— Begin Extract provided —

## Chi-Square

### LogLikelihood Ratio has a *Chi-Square* Distribution

#### Confidence Criterion

The Central Limit Theorem assures that Maximum Likelihood Estimators have, asymptotically, a multivariate normal density. As a consequence of that normal behavior, Log Likelihood Ratios have a *Chi-Square* density. That means we can use \(\chi^2_{df}\) as a measure of closeness in the neighborhood of the MLE itself, and thus we have a criterion for constructing confidence bounds.

#### Still Hate Statistics?

**(It’s kinda useful.)**

The normal distribution is the parent density for many ** other distributions**, and has a close familial relationship with many more. For example, Sums of Squares of samples from the standard normal distribution have a

*chi-square*distribution.

Now, if something has a probability density, then we can evaluate the probability that the something takes on values as extreme, or more extreme, than what we are interested in. In our case we have the distribution of the logarithm of the ratio of the Weibull parameters, \(\eta, \beta \) to their maximum values, the MLEs. We can move the Weibull eta, Weibull beta pair away from their maximum likelihood values and see the effect on the Weibull model. If we don’t move too far the resulting model will still be plausible, but not optimal (given the data).

How far is too far? If we choose a 95% confidence neighborhood, then the distance is \(\chi^2 /2\) (evaluated at 2 degrees-of-freedom, since we have two model parameters).

We now have everything we need to construct a confidence neighborhood around the MLEs for the (\(\eta, \beta \)) pair. Every point on that boundary will correspond to a ( \(\eta, \beta \)) pair, and each pair represents a Weibull model. Construct all the models: the locus of their extremes is the corresponding 95% confidence bound on the Weibull model.

You can see two examples, here and here.

**Notes:**The textbook definition for the loglikelihood ratio places the alternate parameter values in the numerator and the MLEs in the denominator, so that the quantity -2 log(likelihood ratio) is distributed asymptotically as \(\chi^2_{df}\), with \(df\) equal to the number of parameters in the model. Computationally that is equivalent to looking at the ratio of alternate values for \(\eta, \beta \) to their MLEs (so the maximum ratio is 1 and the log is thus zero) in which case the log(likelihood ratio) is distributed as is \(\chi^2_{df}/2.\)

— End Extract provided —
— Begin Given information —

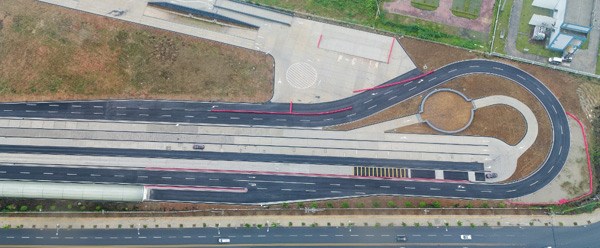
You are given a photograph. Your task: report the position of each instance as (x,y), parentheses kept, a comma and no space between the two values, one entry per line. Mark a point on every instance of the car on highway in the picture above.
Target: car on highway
(401,238)
(491,175)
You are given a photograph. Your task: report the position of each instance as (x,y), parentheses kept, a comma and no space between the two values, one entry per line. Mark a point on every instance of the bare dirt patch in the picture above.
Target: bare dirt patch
(447,110)
(53,53)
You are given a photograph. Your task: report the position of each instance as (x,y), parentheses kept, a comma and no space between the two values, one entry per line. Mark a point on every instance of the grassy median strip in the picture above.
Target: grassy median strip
(49,52)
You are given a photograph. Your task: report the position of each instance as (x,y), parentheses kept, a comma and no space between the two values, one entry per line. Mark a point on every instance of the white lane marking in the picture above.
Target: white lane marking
(541,91)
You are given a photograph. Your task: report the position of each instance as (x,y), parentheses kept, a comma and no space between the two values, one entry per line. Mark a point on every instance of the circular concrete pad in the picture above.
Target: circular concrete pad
(447,111)
(301,75)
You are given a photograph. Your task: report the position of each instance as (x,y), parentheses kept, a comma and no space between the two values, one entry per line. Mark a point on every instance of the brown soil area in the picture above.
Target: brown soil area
(53,53)
(562,84)
(447,110)
(500,121)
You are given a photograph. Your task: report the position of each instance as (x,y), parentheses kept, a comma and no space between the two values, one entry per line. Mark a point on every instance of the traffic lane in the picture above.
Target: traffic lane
(236,156)
(350,235)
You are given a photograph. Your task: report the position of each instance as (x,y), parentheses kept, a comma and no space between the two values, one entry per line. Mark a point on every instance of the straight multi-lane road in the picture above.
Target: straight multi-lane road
(363,105)
(534,237)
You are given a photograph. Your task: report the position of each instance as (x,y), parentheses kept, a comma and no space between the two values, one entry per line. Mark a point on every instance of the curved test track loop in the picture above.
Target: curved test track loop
(363,105)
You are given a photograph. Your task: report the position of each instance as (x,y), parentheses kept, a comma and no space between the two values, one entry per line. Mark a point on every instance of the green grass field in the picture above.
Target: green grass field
(364,12)
(466,8)
(502,28)
(425,4)
(523,37)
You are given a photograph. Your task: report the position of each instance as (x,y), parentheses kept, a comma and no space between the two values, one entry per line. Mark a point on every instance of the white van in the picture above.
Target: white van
(555,60)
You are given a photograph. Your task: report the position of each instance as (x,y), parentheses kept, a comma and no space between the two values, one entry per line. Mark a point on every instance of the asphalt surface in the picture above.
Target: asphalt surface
(363,105)
(535,237)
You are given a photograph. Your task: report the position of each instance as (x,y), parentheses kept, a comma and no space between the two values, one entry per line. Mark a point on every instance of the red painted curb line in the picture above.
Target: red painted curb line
(279,113)
(395,83)
(391,48)
(591,177)
(199,188)
(302,174)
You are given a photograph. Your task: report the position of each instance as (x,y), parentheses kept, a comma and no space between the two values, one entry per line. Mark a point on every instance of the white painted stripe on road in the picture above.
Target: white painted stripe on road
(541,91)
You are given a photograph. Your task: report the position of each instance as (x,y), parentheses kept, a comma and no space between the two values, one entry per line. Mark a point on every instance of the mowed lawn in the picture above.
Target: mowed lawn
(425,4)
(52,53)
(466,8)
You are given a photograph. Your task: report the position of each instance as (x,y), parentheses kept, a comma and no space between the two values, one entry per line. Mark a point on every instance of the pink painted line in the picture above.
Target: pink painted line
(591,177)
(300,174)
(199,188)
(391,48)
(279,112)
(319,42)
(395,83)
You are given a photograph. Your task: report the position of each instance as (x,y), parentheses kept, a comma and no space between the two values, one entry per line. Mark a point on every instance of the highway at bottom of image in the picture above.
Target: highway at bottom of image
(354,236)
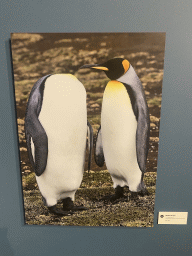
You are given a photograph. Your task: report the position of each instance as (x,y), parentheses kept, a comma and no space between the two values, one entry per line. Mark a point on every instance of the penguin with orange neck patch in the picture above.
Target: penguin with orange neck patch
(123,137)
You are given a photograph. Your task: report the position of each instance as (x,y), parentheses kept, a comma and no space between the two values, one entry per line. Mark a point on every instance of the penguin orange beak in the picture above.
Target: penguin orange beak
(95,66)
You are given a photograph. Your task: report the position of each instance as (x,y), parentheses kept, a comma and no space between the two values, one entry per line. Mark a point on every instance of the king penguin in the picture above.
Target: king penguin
(56,129)
(123,137)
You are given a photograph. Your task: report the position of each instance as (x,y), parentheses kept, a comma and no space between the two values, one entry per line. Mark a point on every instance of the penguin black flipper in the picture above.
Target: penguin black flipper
(99,156)
(34,130)
(140,110)
(90,143)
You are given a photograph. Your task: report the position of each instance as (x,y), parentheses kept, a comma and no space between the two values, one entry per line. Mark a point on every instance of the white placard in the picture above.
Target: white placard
(178,218)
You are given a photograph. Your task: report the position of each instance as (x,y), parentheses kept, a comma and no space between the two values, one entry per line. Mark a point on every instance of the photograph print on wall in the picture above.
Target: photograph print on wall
(88,114)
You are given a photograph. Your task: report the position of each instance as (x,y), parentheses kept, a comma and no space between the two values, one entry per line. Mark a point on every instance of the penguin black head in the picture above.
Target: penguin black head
(113,68)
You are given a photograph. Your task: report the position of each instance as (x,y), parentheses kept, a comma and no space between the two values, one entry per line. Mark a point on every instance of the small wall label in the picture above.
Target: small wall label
(178,218)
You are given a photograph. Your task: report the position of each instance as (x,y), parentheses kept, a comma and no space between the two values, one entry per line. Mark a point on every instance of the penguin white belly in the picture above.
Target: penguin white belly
(64,117)
(119,126)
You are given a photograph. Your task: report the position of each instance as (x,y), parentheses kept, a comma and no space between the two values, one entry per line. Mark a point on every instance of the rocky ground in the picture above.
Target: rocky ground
(35,55)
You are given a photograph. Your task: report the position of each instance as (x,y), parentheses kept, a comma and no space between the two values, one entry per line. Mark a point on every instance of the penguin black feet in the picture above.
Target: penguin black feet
(118,194)
(143,192)
(68,205)
(56,211)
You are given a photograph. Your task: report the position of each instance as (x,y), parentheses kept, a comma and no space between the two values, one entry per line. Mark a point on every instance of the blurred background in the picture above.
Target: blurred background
(36,55)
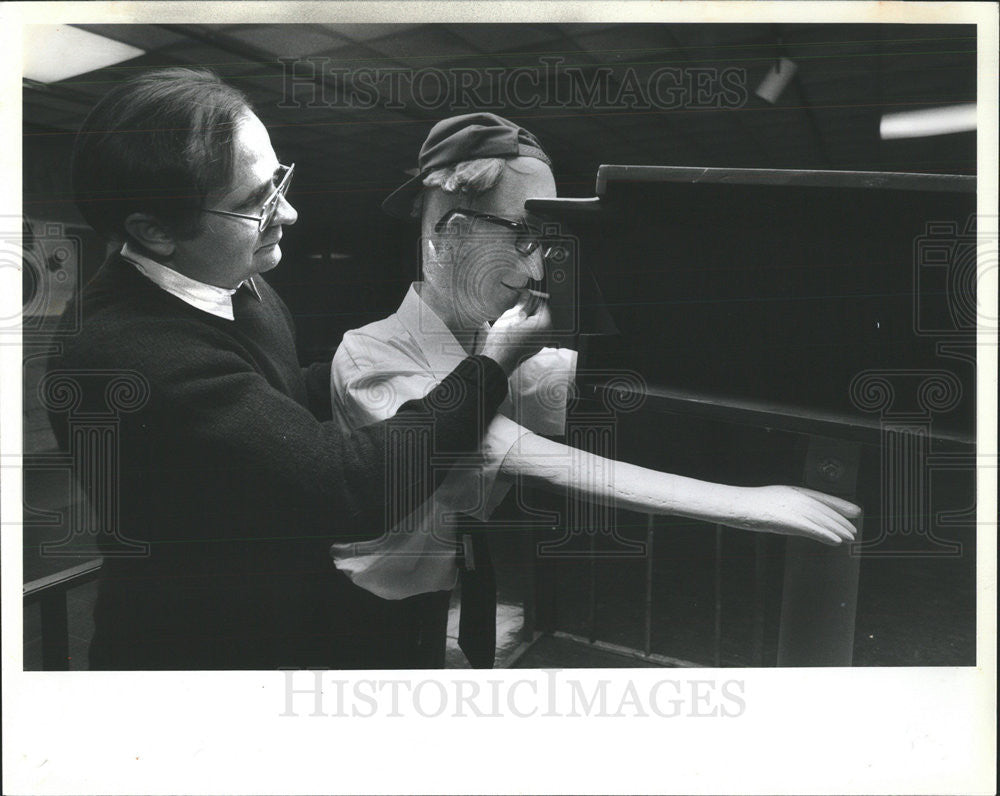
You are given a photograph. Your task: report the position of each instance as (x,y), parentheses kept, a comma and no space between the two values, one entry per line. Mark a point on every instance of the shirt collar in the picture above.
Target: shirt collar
(217,301)
(435,340)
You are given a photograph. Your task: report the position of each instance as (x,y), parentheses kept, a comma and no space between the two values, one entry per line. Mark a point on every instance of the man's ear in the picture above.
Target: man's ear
(151,234)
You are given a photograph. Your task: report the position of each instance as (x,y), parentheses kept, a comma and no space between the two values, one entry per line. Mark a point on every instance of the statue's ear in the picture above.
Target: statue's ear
(150,234)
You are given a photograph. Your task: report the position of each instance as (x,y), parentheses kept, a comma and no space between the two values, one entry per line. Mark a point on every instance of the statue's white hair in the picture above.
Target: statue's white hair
(470,177)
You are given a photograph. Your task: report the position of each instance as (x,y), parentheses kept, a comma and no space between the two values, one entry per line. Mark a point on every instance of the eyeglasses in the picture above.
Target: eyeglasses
(526,242)
(270,204)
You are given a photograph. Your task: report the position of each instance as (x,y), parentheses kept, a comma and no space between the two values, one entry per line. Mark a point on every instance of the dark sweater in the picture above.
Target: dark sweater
(236,477)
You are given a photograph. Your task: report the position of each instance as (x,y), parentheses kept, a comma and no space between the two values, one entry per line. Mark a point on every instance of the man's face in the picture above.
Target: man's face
(488,269)
(228,250)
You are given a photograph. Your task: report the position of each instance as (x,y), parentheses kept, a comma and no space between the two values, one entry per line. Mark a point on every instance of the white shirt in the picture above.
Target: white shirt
(212,299)
(380,367)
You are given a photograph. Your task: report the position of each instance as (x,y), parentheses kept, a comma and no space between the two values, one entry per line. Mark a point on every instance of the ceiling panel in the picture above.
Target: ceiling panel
(286,40)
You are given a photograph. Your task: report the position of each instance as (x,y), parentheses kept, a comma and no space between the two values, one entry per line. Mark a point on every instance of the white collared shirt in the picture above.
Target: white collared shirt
(212,299)
(380,367)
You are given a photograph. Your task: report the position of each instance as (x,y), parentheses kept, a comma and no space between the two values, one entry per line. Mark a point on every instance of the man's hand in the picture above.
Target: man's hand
(519,332)
(795,511)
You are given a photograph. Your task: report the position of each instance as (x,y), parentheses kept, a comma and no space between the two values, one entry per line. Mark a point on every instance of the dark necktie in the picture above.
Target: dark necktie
(477,626)
(245,298)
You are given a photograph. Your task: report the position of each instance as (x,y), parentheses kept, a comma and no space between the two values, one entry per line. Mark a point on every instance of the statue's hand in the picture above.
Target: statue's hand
(796,511)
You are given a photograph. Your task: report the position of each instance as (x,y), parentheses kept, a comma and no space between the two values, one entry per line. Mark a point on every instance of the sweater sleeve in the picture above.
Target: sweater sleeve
(217,446)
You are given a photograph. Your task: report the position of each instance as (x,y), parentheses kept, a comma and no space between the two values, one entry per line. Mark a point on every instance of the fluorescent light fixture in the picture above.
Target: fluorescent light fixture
(775,80)
(58,52)
(929,121)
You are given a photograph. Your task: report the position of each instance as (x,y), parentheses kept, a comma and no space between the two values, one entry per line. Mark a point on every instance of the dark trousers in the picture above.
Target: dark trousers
(372,633)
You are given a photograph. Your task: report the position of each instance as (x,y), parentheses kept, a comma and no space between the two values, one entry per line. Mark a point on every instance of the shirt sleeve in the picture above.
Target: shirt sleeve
(539,390)
(371,378)
(217,446)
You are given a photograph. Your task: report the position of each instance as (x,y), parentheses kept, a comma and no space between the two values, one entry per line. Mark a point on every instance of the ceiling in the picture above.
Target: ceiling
(364,96)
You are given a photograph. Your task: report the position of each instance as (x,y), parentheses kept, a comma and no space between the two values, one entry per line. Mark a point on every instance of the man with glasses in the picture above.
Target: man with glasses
(232,479)
(480,252)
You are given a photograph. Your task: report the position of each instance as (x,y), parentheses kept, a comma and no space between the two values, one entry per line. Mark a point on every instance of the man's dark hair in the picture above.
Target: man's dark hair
(157,144)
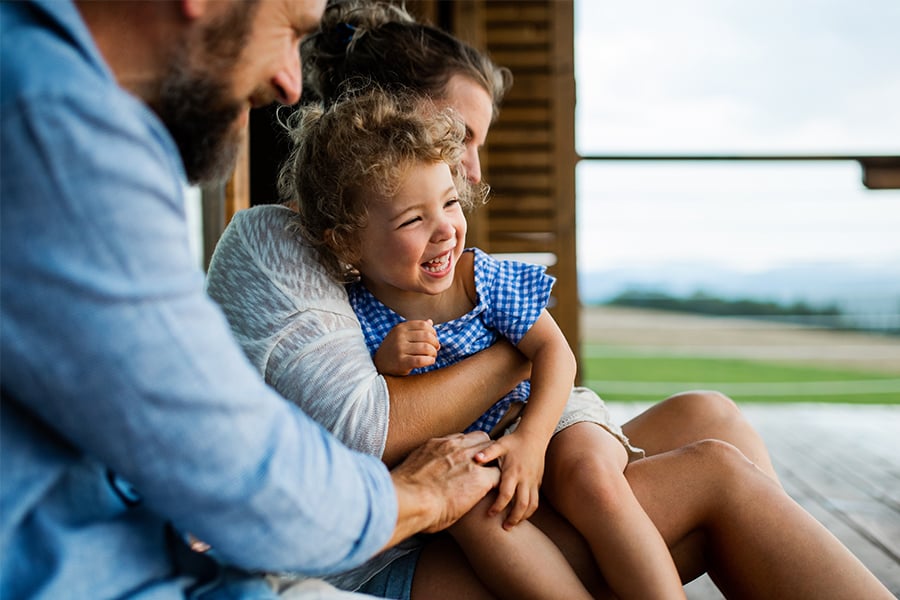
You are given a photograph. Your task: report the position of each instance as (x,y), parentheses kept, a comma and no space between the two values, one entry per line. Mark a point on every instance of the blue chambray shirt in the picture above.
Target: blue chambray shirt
(126,404)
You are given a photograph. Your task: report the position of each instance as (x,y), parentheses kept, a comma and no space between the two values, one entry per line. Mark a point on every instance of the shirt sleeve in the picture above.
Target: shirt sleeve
(296,326)
(109,338)
(514,292)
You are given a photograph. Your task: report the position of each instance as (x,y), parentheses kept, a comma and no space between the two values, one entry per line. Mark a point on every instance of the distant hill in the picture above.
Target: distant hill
(870,296)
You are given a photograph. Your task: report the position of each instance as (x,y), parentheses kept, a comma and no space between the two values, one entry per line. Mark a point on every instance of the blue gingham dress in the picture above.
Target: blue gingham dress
(511,296)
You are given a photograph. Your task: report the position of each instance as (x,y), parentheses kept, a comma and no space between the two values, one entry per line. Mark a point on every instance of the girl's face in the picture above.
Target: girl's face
(474,105)
(413,240)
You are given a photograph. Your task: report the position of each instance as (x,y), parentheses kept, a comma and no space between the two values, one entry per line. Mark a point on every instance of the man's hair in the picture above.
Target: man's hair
(381,42)
(358,148)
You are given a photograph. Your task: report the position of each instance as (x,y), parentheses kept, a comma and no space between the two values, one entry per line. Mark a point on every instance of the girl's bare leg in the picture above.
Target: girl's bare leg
(584,480)
(519,563)
(693,416)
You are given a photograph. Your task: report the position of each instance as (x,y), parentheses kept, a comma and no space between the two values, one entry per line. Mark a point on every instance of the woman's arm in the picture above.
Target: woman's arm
(298,329)
(448,400)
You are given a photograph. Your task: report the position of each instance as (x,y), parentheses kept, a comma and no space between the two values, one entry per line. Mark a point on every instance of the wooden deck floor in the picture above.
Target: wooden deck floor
(842,464)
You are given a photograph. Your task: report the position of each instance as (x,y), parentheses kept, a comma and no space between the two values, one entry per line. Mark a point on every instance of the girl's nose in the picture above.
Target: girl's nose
(444,230)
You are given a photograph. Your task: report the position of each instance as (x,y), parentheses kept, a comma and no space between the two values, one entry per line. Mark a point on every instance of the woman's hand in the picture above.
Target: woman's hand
(409,345)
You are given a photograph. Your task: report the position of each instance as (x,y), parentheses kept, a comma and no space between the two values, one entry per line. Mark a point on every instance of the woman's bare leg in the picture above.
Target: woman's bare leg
(444,573)
(717,512)
(693,416)
(518,563)
(584,480)
(759,542)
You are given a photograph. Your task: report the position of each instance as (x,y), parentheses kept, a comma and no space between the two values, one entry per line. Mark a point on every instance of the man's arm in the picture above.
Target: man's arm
(109,339)
(439,482)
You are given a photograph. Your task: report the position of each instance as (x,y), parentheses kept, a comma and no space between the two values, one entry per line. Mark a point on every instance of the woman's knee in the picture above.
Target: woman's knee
(590,473)
(721,460)
(706,405)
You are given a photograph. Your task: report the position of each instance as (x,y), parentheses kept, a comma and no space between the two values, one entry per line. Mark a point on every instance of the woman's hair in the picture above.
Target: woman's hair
(380,42)
(358,148)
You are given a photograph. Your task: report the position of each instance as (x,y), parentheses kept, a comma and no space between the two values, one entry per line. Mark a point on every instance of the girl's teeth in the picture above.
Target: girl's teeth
(437,264)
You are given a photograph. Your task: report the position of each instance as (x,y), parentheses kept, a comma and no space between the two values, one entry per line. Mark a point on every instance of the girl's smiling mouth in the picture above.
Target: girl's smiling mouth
(439,265)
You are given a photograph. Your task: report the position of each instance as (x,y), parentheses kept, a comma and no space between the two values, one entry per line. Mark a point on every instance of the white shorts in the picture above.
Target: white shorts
(585,406)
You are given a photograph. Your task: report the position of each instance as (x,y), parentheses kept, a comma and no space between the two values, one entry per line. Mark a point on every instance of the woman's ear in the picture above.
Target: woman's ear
(194,9)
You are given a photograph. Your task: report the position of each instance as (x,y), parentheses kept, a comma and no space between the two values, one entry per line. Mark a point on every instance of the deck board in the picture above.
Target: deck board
(842,464)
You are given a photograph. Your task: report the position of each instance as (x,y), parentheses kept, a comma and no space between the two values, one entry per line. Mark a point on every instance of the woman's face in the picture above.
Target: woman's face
(474,105)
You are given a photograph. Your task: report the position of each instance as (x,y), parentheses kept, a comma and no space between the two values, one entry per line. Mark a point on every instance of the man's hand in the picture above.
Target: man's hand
(522,465)
(409,345)
(439,482)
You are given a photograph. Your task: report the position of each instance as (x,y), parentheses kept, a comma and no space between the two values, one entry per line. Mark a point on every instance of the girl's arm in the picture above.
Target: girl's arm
(552,377)
(448,400)
(522,453)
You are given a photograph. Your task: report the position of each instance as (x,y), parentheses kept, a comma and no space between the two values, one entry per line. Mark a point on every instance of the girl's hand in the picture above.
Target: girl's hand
(408,346)
(522,468)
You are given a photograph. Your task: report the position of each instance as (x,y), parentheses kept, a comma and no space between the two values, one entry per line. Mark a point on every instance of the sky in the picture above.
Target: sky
(722,76)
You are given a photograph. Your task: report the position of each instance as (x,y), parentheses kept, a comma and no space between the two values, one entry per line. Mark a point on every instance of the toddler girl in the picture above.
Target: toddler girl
(380,193)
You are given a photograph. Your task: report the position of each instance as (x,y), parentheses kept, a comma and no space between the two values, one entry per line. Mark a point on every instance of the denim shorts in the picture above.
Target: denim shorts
(395,580)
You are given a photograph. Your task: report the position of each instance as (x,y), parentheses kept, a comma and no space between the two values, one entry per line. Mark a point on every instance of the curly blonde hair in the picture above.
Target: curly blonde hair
(360,147)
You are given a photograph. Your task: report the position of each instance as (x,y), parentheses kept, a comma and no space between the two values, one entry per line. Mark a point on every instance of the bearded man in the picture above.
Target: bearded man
(130,418)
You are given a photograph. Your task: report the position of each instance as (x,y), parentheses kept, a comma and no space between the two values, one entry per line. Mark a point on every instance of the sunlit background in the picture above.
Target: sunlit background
(711,77)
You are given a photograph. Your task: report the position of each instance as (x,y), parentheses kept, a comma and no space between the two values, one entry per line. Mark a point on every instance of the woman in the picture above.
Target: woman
(716,502)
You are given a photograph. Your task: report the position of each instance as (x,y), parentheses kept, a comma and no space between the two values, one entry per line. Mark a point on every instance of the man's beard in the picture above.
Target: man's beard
(196,104)
(198,113)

— End Given information —

- **Tasks to complete**:
[a] Transcribe the passage of the chi-square text that begins at the words "#### Confidence Criterion" and stops after "constructing confidence bounds.".
[b] Answer these questions from the chi-square text, one per line, marked (i), (ii), (iii):
(i) What density does the Central Limit Theorem assure that Maximum Likelihood Estimators have asymptotically?
(ii) At how many degrees of freedom is the 95% confidence distance evaluated?
(iii) In the textbook definition of the loglikelihood ratio, what is placed in the numerator?
The records are separate material and have no connection to the chi-square text.

- **Expected outputs**:
[a]
#### Confidence Criterion

The Central Limit Theorem assures that Maximum Likelihood Estimators have, asymptotically, a multivariate normal density. As a consequence of that normal behavior, Log Likelihood Ratios have a *Chi-Square* density. That means we can use \(\chi^2_{df}\) as a measure of closeness in the neighborhood of the MLE itself, and thus we have a criterion for constructing confidence bounds.

[b]
(i) A multivariate normal density.
(ii) Two degrees of freedom.
(iii) The alternate parameter values.